AUFGABE =
Schreibe alle folgenden Daten als CSV mit den Spalten „text“ und „antwort“ um, wobei jede Zeile einen Text und seine gesamte Antwort enthält. Setze jedes Feld in Anführungszeichen und ersetze Zeilenumbrüche durch Leerzeichen.

--- DATENÜBERSICHT ---

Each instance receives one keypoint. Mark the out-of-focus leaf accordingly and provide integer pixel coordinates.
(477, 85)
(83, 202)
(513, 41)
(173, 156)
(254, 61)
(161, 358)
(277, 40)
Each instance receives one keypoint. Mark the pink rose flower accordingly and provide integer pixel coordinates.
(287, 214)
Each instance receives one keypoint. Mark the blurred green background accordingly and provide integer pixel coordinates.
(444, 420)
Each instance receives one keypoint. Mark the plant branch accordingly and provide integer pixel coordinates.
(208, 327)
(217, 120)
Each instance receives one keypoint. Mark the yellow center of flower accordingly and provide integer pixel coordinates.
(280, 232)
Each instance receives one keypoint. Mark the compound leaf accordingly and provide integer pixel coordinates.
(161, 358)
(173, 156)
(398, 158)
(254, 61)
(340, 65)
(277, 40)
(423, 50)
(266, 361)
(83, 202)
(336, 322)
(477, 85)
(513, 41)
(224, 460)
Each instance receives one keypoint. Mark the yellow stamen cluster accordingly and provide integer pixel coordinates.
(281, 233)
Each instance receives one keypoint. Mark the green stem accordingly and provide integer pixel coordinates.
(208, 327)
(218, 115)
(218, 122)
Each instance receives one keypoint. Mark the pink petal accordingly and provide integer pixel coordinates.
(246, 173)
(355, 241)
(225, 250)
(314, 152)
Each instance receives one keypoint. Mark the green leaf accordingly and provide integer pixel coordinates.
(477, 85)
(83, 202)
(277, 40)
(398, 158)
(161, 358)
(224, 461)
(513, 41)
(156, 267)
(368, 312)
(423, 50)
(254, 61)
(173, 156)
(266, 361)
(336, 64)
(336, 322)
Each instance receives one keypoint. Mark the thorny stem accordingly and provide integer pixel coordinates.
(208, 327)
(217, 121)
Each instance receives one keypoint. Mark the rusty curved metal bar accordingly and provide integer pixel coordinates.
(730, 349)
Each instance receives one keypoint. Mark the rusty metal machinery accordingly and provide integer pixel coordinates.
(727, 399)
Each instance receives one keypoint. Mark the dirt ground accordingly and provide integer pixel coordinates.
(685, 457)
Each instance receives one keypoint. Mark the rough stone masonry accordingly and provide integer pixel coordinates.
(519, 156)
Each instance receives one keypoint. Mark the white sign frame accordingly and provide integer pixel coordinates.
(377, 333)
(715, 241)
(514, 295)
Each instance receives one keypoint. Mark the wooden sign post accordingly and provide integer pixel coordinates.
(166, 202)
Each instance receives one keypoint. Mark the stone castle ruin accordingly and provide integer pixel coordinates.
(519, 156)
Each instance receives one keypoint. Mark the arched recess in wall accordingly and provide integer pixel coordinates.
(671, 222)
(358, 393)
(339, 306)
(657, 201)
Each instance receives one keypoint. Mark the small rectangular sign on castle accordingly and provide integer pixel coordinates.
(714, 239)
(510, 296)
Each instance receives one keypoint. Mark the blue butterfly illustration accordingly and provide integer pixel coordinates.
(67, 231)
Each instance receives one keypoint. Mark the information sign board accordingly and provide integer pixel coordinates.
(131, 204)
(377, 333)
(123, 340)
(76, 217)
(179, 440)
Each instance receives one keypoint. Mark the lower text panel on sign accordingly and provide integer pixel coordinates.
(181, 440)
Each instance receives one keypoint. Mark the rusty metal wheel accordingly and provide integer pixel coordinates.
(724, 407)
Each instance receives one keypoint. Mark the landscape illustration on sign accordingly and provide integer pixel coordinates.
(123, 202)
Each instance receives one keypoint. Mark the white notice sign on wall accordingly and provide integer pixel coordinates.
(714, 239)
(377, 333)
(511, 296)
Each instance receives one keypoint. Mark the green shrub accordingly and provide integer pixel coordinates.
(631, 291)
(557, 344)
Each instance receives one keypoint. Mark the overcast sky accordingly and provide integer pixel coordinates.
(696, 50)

---

VOLLSTÄNDIGE ANTWORT =
text,antwort
"Each instance receives one keypoint. Mark the out-of-focus leaf accordingly and provide integer pixel coordinates.","(477, 85) (83, 202) (513, 41) (173, 156) (254, 61) (161, 358) (277, 40)"
"Each instance receives one keypoint. Mark the pink rose flower accordingly and provide integer pixel coordinates.","(287, 214)"
"Each instance receives one keypoint. Mark the blurred green background accordingly and provide integer pixel coordinates.","(444, 420)"
"Each instance receives one keypoint. Mark the plant branch accordingly and provide integer pixel coordinates.","(208, 327) (217, 120)"
"Each instance receives one keypoint. Mark the yellow center of flower accordingly and provide integer pixel coordinates.","(280, 232)"
"Each instance receives one keypoint. Mark the compound leaf accordingly and provide integer pixel coordinates.","(161, 358) (173, 156) (398, 158) (254, 61) (340, 65) (277, 40) (423, 50) (266, 361) (83, 202) (336, 322) (477, 85) (513, 41) (224, 460)"
"Each instance receives one keypoint. Mark the yellow stamen cluster accordingly and provide integer pixel coordinates.","(281, 233)"
"Each instance receives one keypoint. Mark the green stem accordingly and provide integer pixel coordinates.","(208, 327) (218, 115) (218, 122)"
"Each instance receives one keypoint. Mark the pink petal accordingly and provide integer pixel coordinates.","(246, 173) (355, 241) (225, 250) (314, 152)"
"Each instance receives one keypoint. Mark the green leaf accordingly and provide integer pixel coordinates.","(477, 85) (83, 202) (277, 40) (398, 158) (161, 358) (224, 461) (513, 41) (156, 267) (368, 312) (423, 50) (254, 61) (173, 156) (266, 361) (336, 64) (336, 322)"
"Each instance receives one keypoint. Mark the thorny stem accordingly and provide integer pixel coordinates.","(208, 327) (217, 121)"
"Each instance receives one keypoint. Mark the rusty curved metal bar accordingly and provide integer pixel coordinates.","(730, 349)"
"Each instance receives one keypoint. Mark the rusty metal machinery accordingly and provide integer pixel coordinates.","(727, 399)"
"Each instance receives one keypoint. Mark the dirt ground accordingly and provide integer pixel coordinates.","(685, 457)"
"Each instance receives one keypoint. Mark the rough stone masonry accordingly and provide integer pixel coordinates.","(519, 156)"
"Each instance receives one keypoint. Mark the white sign frame accordingly and provide integer pixel coordinates.","(377, 333) (715, 241) (514, 295)"
"Each instance receives one keypoint. Mark the wooden sign post accordingly and provide integer pixel coordinates.","(166, 202)"
"Each instance receives one keypoint. Mark the stone castle ruin accordingly and provide integer pixel coordinates.","(519, 156)"
"Each instance receives one keypoint. Mark the arched recess in wall accordingly and provide integer pixel coordinates.","(671, 222) (358, 393) (339, 306) (657, 201)"
"Each instance receives one keypoint. Mark the small rectangular sign on castle accordingly and provide integer pixel coordinates.","(714, 239) (510, 296)"
"Each instance receives one keypoint. Mark the blue butterfly illustration accordingly and provide integer pixel coordinates.","(67, 231)"
"Each instance receives one keypoint. Mark the information sign board accordingly and provide integer pixel coordinates.","(131, 204) (377, 333) (123, 340) (76, 217) (179, 440)"
"Each instance receives one keypoint. Mark the lower text panel on sign accordingly and provide integer pixel coordinates.","(181, 440)"
"Each instance receives one keypoint. Mark the rusty metal wheel accordingly and provide integer pixel coordinates.","(724, 407)"
"Each instance receives one keypoint. Mark the landscape illustration on sign accordingly and provide integer pixel coordinates.","(123, 202)"
"Each instance receives one keypoint. Mark the white notice sign on wall accordingly and provide integer pixel coordinates.","(714, 239) (377, 333) (511, 296)"
"Each instance receives one keypoint. Mark the green shrub accordingly and provide integer pixel coordinates.","(631, 291) (557, 344)"
"Each instance receives one keypoint. Mark the overcast sky accordingly and provide integer pixel coordinates.","(696, 50)"